Vorgegebener Text |
Beim TURA Bremen in Gröpelingen hat sich der Tae-Kwon-Do für viele Frauen geöffnet. Von den 300 Mitgliedern der Kampfsportabteilung sind 40 Prozent weiblich. Und die Gröpelinger Frauen sind sportlich Spitze: Mit Brigitte Honnens stellen sie eine Deutsche Meisterin, mit Monica Kotte und Heike Lücke die Deutschwe Synchron-Meistermannschaft, mit Brigitte Karrasch eine Deutsche Vizemeisterin und die einzige Tae-Kwon- Do-Trainerin der Bundesrepublik mit einer A-Lizenz. Außerdem haben die TURA-Frauen auf den letzten Deutschen Meisterschaften in Essen auch den Mannschaftssieg erkämpft.

Anfang der achtziger Jahre öffnete der TURA Bremen seine Kampfsport-Abteilung für Frauen. „Damals gab es für eine blöde Bemerkung von einem Mann eine Verwarnung, beim zweiten mal wurde er aus dem Verein geworfen“, erinnert sich Monica Kotte an die ersten Trainingsstunden. Zunächst trainierten die Frauen unter sich, jetzt gibt es sowohl gemischte als auch Frauengruppen. „Jetzt sind wir so gut, daß wir respektiert werden“, erzählt Trainerin Karrasch.

„Natürlich bekommst du hier Kondition, Kraft und Schnelligkeit“. Aber für Monica Kotte ist „beim Tae-kwon-Do auch das Gefühl entscheidend, endlich einmal zurückschlagen zu dürfen“. Und: „Du lernst dich selbst besser kennen, weißt, wie du in Streßsituationen reagierst, stößt an deine Grenzen und verschiebst sie nach hinten.“

Grenzen überwinden, Selbstdisziplin trainieren, Anforderungen an den eigenen Körper stellen: Vielen Frauen werden diese Erfahrungen vorenthalten. „Es wird uns doch zum Beispiel nicht in die Wiege gesungen, daß wir schreien sollen“, sagt Heike Lücke. Und durch diesen Schrei beim Tae-Kwon-Do kann die Kämpferin bisweilen philosophische Dimensionen erreichen: „Du gibst ein lautes Zeichen: Hier steh' ich jetzt, und viele schüchtert das schon ein“.

Erfasste Angaben |
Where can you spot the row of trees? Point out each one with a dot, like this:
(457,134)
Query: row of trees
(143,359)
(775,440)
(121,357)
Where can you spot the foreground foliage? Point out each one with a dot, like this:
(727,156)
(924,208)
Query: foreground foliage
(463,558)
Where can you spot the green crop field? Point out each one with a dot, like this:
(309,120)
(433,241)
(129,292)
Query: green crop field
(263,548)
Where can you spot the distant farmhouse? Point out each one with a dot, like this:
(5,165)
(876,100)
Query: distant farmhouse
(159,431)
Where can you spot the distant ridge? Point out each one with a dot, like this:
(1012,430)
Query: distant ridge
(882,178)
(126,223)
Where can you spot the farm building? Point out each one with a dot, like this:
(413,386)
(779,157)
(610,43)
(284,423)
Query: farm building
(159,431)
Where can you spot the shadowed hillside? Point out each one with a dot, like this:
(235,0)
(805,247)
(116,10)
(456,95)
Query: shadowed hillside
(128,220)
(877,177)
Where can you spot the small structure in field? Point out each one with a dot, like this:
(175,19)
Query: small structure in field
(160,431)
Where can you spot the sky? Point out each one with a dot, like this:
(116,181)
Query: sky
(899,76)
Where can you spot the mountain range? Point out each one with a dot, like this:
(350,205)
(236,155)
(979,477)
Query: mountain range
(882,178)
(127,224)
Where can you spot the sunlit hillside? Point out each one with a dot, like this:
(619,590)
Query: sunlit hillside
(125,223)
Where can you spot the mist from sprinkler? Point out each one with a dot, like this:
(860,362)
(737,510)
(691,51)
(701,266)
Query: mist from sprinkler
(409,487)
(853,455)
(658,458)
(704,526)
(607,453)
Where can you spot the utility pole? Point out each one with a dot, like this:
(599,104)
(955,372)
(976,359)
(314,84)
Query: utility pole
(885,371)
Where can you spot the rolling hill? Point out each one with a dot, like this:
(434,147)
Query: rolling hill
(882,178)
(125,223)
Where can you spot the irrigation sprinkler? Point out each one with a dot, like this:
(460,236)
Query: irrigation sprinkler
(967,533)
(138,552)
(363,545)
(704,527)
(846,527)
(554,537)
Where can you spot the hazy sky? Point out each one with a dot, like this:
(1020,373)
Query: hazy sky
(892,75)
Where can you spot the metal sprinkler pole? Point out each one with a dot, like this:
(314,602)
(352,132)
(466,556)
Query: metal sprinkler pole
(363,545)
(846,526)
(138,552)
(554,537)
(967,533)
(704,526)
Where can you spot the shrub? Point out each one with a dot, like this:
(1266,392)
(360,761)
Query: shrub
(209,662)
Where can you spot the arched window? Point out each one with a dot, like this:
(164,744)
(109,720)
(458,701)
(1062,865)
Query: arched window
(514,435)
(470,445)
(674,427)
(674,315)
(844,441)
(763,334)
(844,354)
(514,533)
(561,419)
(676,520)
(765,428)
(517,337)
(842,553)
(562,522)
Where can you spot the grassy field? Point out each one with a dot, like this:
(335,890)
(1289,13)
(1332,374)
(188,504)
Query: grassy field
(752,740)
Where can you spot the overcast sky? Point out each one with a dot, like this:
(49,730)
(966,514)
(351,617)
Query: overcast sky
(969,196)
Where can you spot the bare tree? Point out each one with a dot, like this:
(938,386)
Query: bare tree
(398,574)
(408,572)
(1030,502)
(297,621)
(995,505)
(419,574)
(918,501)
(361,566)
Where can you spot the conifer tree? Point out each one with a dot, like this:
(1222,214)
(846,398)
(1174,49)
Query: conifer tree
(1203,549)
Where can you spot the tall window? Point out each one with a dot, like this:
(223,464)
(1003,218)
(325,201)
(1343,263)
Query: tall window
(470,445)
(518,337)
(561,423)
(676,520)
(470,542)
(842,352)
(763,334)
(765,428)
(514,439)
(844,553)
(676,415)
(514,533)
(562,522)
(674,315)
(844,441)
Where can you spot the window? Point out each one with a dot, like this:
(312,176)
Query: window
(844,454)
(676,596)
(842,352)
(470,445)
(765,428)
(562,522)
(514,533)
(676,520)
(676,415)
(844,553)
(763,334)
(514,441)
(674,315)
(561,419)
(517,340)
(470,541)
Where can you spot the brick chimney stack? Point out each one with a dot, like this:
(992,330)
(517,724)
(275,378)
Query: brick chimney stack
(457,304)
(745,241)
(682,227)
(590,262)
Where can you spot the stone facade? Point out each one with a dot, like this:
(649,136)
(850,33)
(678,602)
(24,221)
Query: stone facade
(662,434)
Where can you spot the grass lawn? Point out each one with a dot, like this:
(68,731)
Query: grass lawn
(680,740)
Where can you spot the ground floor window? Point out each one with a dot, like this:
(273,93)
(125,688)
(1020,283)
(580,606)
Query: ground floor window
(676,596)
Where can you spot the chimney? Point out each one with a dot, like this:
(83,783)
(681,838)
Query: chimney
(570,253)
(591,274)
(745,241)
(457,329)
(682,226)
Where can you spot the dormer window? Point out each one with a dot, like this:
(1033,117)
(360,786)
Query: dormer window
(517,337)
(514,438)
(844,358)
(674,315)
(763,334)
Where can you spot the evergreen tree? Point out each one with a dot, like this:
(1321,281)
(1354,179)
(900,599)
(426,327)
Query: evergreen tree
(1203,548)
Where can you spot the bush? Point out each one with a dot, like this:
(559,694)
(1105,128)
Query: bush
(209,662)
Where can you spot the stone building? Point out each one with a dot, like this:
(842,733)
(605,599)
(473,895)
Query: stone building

Aufgabenstellung |
Beantworte kurz anhand des Textes über Tae-Kwon-Do beim TURA Bremen:
1. Wie viel Prozent der 300 Mitglieder der Kampfsportabteilung sind weiblich?
2. Wann öffnete der TURA Bremen seine Kampfsport-Abteilung für Frauen?
3. Wer sagt, es werde Frauen nicht in die Wiege gesungen, dass sie schreien sollen?
Grundlage ist allein der Text.

Vollständige Lösung |
1. 40 Prozent
2. Anfang der achtziger Jahre
3. Heike Lücke